Task to carry out
Write down the whole listing below again without changing a word.

* * *

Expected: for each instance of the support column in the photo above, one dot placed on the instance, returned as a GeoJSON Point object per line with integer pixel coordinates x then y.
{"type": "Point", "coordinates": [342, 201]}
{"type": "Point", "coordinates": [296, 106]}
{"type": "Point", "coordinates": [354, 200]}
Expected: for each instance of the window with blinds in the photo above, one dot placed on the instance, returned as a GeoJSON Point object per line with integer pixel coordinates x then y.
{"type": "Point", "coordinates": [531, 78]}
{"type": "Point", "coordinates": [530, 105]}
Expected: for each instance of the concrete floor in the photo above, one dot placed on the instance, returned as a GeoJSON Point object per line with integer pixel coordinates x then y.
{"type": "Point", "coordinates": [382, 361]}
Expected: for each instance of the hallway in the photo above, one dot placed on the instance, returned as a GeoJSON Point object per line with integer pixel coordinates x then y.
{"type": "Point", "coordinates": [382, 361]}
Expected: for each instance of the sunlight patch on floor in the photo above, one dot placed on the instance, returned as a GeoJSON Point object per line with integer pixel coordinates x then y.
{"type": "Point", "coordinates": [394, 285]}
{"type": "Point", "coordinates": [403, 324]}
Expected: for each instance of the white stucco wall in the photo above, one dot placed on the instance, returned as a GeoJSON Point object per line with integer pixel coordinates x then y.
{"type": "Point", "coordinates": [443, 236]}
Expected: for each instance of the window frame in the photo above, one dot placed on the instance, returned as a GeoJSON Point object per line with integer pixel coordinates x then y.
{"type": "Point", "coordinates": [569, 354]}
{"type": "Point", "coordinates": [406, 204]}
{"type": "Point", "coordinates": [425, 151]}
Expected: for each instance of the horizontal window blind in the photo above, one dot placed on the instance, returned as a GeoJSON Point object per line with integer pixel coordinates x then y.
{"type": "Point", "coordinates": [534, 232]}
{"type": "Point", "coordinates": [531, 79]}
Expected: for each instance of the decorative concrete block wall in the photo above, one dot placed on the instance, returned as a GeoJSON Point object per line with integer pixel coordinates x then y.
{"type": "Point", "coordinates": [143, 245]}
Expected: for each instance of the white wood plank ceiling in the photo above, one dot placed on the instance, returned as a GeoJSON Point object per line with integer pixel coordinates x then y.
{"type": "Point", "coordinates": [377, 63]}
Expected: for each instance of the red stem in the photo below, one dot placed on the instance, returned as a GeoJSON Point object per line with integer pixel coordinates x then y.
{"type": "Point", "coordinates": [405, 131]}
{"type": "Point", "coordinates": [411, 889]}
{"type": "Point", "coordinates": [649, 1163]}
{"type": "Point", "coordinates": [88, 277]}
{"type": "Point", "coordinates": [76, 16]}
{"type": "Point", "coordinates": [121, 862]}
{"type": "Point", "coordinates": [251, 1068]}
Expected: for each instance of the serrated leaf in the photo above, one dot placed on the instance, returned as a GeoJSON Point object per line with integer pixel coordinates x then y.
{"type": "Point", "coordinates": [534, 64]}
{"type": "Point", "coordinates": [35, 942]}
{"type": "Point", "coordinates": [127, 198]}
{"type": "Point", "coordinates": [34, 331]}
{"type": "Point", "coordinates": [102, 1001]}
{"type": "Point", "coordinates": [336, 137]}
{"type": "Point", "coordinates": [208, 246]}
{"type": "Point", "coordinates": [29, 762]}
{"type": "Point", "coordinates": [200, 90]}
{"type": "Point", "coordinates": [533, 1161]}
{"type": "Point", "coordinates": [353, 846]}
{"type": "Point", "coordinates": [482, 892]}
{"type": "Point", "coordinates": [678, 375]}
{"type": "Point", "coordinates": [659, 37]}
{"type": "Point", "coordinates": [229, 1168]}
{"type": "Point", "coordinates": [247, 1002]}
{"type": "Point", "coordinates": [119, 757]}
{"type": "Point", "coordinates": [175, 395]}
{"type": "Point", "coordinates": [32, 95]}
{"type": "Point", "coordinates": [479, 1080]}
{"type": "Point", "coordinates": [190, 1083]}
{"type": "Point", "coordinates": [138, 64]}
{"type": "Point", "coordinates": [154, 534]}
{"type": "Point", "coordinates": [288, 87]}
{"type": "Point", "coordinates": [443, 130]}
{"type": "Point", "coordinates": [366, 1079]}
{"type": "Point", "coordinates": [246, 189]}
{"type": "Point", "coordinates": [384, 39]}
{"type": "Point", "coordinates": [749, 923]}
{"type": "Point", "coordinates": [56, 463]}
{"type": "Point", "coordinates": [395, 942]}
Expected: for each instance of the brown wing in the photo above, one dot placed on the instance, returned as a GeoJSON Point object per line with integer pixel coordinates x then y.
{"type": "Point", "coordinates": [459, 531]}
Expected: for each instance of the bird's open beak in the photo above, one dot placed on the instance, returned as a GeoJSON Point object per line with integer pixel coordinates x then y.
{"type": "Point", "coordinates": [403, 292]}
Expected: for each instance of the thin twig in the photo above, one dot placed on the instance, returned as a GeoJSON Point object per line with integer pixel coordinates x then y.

* * *

Task answer
Expected: for each instance of the support column in the photo above, one dot placed on the instance, returned as a GeoJSON Point object per line with integer pixel coordinates x then y.
{"type": "Point", "coordinates": [342, 201]}
{"type": "Point", "coordinates": [296, 106]}
{"type": "Point", "coordinates": [354, 200]}
Expected: for each instance of the window with blinds in the photo above, one dot placed on the instance, returned as a GeoJSON Point object per line with integer pixel coordinates x then y.
{"type": "Point", "coordinates": [531, 78]}
{"type": "Point", "coordinates": [530, 105]}
Expected: for each instance of the concrete floor in the photo above, one dot placed on the instance, returned as a GeoJSON Point object per line with integer pixel coordinates x then y.
{"type": "Point", "coordinates": [382, 361]}
Expected: for each instance of the hallway in the photo above, one dot placed on the instance, returned as a GeoJSON Point object per line with integer pixel coordinates x then y.
{"type": "Point", "coordinates": [382, 361]}
Expected: for each instance of the sunlight patch on floor in the photo above, one dot placed on the instance, returned as a GeoJSON Point object per line with integer pixel coordinates x then y.
{"type": "Point", "coordinates": [394, 285]}
{"type": "Point", "coordinates": [403, 324]}
Expected: for each instance of the white stucco wall in the photo above, one dot placed on the instance, returned as a GeoJSON Point object per line with integer pixel coordinates x then y.
{"type": "Point", "coordinates": [443, 236]}
Expected: for each instance of the window frame in the photo above, one dot placed on the instance, returned as a GeoJSON Point object per line with integer pixel coordinates x then y.
{"type": "Point", "coordinates": [569, 354]}
{"type": "Point", "coordinates": [406, 204]}
{"type": "Point", "coordinates": [425, 151]}
Expected: for each instance of the horizontal window blind in the photo above, one dot placed on the instance, returned as a GeoJSON Point object per line with integer pixel coordinates x then y.
{"type": "Point", "coordinates": [534, 232]}
{"type": "Point", "coordinates": [531, 79]}
Expected: for each instance of the decorative concrete block wall in the photo above, one dot placed on the instance, returned as a GeoJSON Point object per line with integer pixel coordinates x then y.
{"type": "Point", "coordinates": [143, 245]}
Expected: for each instance of the white wood plank ceiling in the photo above, one dot placed on the instance, returned as a GeoJSON Point object per line with integer pixel coordinates x then y.
{"type": "Point", "coordinates": [377, 63]}
Expected: for each instance of the red stem in the photo below, one dot placed on the instance, returned as a GeoJSON Point object per line with integer pixel coordinates x then y.
{"type": "Point", "coordinates": [405, 131]}
{"type": "Point", "coordinates": [411, 889]}
{"type": "Point", "coordinates": [649, 1163]}
{"type": "Point", "coordinates": [88, 277]}
{"type": "Point", "coordinates": [76, 16]}
{"type": "Point", "coordinates": [121, 862]}
{"type": "Point", "coordinates": [251, 1068]}
Expected: for each instance of the serrated leaf in the photo above, one dot placed on the instance, returned as a GeoJSON Point object per line with integer pixel coordinates x then y.
{"type": "Point", "coordinates": [534, 64]}
{"type": "Point", "coordinates": [35, 942]}
{"type": "Point", "coordinates": [127, 198]}
{"type": "Point", "coordinates": [34, 331]}
{"type": "Point", "coordinates": [102, 1001]}
{"type": "Point", "coordinates": [336, 137]}
{"type": "Point", "coordinates": [208, 246]}
{"type": "Point", "coordinates": [29, 762]}
{"type": "Point", "coordinates": [200, 90]}
{"type": "Point", "coordinates": [533, 1161]}
{"type": "Point", "coordinates": [353, 846]}
{"type": "Point", "coordinates": [482, 892]}
{"type": "Point", "coordinates": [678, 375]}
{"type": "Point", "coordinates": [659, 37]}
{"type": "Point", "coordinates": [229, 1168]}
{"type": "Point", "coordinates": [247, 1002]}
{"type": "Point", "coordinates": [119, 757]}
{"type": "Point", "coordinates": [175, 395]}
{"type": "Point", "coordinates": [32, 95]}
{"type": "Point", "coordinates": [479, 1080]}
{"type": "Point", "coordinates": [190, 1083]}
{"type": "Point", "coordinates": [138, 64]}
{"type": "Point", "coordinates": [154, 534]}
{"type": "Point", "coordinates": [288, 87]}
{"type": "Point", "coordinates": [443, 130]}
{"type": "Point", "coordinates": [366, 1079]}
{"type": "Point", "coordinates": [246, 189]}
{"type": "Point", "coordinates": [384, 39]}
{"type": "Point", "coordinates": [749, 923]}
{"type": "Point", "coordinates": [56, 463]}
{"type": "Point", "coordinates": [395, 942]}
Expected: for each instance of the brown wing in the photo above, one dot placed on the instance, returned as a GeoJSON Point object per line with integer pixel coordinates x then y.
{"type": "Point", "coordinates": [459, 531]}
Expected: for each instance of the bird's open beak in the photo above, one dot placed on the instance, returned as a GeoJSON Point object per line with integer pixel coordinates x then y.
{"type": "Point", "coordinates": [403, 292]}
Expected: for each instance of the thin twig in the photo above, one dot placed on the instance, returned as a GeoJSON Point object per line with integer pixel coordinates x then y.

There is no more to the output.